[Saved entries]
--------------------------------
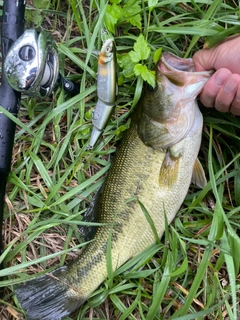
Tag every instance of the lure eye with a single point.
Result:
(150, 88)
(109, 49)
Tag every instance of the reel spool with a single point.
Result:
(32, 65)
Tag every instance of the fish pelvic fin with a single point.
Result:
(169, 169)
(198, 175)
(48, 297)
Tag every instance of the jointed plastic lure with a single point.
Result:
(106, 90)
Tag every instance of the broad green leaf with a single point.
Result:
(132, 15)
(147, 75)
(141, 50)
(152, 4)
(112, 14)
(157, 55)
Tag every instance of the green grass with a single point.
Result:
(193, 273)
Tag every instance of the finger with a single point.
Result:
(235, 107)
(226, 94)
(213, 86)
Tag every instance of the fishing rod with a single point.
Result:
(12, 27)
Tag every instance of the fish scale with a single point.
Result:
(143, 171)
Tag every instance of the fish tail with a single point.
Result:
(48, 297)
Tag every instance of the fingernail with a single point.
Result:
(230, 86)
(219, 79)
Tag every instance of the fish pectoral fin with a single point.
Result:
(169, 169)
(198, 175)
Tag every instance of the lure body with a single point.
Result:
--------------------------------
To do ▸ Output exactly the lines between the one containing "Tag every instance of the lure body" and the final line above, both inclusive.

Exercise response ▸
Tag every instance of the lure body with a single point.
Result:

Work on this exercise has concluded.